Position identification records:
==============================

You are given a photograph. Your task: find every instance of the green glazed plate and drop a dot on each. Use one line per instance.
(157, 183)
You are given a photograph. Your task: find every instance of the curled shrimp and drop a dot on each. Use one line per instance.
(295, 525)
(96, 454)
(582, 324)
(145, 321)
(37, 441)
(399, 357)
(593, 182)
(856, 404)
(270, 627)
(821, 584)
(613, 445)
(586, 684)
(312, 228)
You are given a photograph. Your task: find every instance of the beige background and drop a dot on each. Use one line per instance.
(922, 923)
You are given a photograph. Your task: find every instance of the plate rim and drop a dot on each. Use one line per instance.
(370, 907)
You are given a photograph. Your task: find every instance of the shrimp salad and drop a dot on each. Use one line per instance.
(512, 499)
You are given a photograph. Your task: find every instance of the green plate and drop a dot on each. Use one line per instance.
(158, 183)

==============================

What the task requires:
Can you rewrite all of the material above with "drop a dot" changed to "place a point" and everything else left the same?

Completed exercise:
You are given a photograph. Your task: find every instance of the green glazed plate and place a point on each. Use one line per instance.
(157, 183)
You are given a photograph. Your task: find every instance of the curled shrimp and place a point on each. Use one line per instance.
(295, 525)
(96, 454)
(582, 324)
(145, 321)
(37, 441)
(399, 357)
(593, 182)
(856, 404)
(270, 627)
(821, 584)
(613, 445)
(586, 684)
(312, 228)
You are given a photograph. Your task: find every instance of the beige background and place a point on each. Use one line per instance.
(922, 923)
You are given a photograph. Your task: find every instance of the plate rim and place a point on each. Use one line per instance.
(370, 907)
You are given a photograph. Your task: find every instance of the shrimp salad and place a point on each. Use one line per instance.
(512, 499)
You are given a photograph. Your task: find every instance of the green plate and place a point on each. Use one line per instance.
(158, 183)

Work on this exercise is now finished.